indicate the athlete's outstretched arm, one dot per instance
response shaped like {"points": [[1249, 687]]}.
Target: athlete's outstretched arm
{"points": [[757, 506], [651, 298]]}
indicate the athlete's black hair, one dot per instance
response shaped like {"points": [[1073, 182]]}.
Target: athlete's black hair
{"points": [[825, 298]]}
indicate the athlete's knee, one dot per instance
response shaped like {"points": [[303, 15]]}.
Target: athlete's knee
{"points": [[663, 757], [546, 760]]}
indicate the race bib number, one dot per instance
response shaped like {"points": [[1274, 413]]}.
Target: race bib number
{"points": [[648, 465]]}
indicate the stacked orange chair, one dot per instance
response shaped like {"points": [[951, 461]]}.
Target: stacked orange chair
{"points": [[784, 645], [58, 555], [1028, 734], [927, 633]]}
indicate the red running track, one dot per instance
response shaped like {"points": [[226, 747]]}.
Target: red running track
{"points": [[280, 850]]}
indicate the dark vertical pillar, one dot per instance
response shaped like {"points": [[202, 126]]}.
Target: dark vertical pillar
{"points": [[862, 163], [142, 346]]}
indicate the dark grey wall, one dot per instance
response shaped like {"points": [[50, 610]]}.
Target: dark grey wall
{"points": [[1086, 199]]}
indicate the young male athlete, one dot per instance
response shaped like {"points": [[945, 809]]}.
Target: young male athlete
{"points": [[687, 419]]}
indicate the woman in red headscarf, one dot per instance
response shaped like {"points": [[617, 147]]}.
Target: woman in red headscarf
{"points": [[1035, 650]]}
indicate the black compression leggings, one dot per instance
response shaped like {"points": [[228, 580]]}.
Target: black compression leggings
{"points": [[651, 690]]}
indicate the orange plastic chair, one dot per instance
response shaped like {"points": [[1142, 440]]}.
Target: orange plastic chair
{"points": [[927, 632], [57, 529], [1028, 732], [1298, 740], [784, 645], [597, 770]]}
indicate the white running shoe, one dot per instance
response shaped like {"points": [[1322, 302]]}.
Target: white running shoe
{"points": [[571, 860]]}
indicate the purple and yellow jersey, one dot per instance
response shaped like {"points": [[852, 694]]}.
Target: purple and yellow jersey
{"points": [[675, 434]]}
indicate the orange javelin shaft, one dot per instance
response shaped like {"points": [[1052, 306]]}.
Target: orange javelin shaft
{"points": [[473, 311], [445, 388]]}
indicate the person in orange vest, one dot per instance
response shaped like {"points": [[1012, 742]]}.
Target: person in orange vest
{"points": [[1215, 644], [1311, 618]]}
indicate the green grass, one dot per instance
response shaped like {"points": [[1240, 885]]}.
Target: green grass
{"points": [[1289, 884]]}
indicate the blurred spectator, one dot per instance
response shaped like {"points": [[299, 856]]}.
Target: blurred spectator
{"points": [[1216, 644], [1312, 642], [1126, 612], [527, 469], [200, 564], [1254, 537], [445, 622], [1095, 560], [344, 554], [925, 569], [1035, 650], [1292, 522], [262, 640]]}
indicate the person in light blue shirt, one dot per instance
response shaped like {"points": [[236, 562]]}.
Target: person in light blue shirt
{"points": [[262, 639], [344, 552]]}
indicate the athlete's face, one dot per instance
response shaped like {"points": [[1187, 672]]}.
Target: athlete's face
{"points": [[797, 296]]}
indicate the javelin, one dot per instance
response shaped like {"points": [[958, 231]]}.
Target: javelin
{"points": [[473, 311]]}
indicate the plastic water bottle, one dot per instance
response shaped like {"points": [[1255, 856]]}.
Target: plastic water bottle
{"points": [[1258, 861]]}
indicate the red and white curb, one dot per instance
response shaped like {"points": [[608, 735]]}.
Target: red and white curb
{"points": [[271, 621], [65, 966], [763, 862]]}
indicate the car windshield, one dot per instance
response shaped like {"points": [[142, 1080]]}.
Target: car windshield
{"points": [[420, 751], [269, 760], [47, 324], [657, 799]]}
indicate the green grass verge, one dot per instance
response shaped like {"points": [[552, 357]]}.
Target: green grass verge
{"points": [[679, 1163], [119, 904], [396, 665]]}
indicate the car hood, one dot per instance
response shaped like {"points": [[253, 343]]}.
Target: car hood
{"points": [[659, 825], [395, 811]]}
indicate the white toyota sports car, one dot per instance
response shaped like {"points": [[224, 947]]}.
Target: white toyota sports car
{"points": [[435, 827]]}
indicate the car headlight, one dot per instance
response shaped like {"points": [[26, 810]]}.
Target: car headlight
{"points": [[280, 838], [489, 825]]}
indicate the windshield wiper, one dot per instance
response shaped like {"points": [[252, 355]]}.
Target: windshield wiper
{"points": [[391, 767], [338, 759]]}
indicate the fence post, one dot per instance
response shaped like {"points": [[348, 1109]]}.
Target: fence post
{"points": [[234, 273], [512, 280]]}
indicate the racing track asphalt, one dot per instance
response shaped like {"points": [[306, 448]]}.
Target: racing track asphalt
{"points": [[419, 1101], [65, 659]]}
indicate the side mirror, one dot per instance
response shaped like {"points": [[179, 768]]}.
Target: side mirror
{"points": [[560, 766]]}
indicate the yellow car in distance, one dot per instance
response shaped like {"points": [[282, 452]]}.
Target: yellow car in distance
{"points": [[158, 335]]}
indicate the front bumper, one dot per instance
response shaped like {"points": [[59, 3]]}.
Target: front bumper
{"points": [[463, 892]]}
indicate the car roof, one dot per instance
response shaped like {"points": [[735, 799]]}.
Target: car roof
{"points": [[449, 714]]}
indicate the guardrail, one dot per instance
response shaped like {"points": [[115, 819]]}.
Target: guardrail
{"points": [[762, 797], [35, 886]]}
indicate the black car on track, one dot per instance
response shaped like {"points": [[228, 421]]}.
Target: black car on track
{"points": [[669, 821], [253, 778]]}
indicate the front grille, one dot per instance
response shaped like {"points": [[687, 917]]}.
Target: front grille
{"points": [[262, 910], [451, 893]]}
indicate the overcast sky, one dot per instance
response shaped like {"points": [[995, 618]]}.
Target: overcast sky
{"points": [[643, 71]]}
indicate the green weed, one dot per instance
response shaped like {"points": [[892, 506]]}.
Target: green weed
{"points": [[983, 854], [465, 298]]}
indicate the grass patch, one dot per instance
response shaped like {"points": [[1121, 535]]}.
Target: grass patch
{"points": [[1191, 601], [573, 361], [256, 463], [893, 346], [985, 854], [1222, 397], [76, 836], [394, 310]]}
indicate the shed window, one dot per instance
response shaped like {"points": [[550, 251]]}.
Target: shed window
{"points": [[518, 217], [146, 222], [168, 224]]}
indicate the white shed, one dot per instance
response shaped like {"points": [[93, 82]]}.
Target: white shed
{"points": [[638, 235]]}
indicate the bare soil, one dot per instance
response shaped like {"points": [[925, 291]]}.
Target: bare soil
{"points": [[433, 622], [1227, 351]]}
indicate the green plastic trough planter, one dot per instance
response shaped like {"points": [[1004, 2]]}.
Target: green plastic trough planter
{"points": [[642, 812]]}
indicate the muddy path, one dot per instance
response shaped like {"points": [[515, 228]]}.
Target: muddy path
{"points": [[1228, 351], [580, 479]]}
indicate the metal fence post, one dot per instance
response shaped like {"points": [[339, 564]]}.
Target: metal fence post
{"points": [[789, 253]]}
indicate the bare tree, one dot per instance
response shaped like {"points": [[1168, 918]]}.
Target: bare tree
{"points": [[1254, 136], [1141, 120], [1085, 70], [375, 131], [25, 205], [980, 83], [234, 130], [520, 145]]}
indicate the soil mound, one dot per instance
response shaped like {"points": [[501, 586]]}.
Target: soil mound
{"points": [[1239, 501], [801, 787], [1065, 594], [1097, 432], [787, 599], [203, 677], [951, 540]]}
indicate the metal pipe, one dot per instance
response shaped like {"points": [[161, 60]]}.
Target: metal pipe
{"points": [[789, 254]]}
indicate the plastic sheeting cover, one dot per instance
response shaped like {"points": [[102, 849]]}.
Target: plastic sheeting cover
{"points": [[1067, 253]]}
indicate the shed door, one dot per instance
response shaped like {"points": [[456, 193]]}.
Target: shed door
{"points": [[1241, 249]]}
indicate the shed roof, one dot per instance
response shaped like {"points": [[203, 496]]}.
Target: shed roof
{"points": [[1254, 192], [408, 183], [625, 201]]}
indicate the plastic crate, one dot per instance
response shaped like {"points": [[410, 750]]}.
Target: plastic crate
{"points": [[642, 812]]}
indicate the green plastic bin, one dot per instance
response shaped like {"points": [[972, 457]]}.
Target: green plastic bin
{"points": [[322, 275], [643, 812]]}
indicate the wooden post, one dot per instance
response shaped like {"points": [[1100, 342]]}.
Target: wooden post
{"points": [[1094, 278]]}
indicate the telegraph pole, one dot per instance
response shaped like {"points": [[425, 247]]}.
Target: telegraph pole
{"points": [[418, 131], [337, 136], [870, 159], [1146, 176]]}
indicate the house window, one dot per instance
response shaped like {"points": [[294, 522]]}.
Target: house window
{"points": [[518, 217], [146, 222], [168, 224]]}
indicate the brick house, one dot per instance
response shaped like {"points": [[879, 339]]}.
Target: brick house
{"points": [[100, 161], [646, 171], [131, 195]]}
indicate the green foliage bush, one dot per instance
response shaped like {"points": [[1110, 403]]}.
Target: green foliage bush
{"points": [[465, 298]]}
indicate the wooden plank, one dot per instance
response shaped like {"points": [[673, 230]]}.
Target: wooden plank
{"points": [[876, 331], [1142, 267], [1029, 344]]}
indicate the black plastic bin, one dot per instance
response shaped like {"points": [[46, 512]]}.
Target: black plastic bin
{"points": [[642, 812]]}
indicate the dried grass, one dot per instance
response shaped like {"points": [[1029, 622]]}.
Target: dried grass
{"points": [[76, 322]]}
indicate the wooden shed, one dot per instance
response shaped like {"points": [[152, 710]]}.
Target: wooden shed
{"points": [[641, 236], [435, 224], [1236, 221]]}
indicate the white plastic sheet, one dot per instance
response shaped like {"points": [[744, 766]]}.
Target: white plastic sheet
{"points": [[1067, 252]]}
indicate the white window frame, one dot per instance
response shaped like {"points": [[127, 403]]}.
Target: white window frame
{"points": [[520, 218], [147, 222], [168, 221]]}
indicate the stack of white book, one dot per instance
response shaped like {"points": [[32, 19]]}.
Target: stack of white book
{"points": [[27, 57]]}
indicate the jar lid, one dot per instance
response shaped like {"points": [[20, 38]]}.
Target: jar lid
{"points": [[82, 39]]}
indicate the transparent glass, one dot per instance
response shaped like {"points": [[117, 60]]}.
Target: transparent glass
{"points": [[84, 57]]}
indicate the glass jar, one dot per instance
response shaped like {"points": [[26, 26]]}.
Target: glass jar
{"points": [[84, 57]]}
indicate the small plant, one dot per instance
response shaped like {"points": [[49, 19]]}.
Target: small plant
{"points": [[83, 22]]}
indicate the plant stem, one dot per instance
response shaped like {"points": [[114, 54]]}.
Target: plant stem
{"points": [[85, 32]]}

· · ·

EXERCISE DESCRIPTION: Please reproduce the lines verbatim, starting at the line that contains "indicate the transparent" and ending with the last line of the entries, both included.

FINAL RESULT:
indicate the transparent glass, one dot per instance
response shaped like {"points": [[117, 60]]}.
Target: transparent glass
{"points": [[84, 57]]}
indicate the glass jar, one dot per instance
response shaped like {"points": [[26, 26]]}.
Target: glass jar
{"points": [[84, 57]]}
indicate the small plant, one dot per instance
response shaped like {"points": [[49, 19]]}.
Target: small plant
{"points": [[83, 22]]}
indicate the plant stem, one dot per instance
response shaped like {"points": [[114, 54]]}.
Target: plant stem
{"points": [[85, 32]]}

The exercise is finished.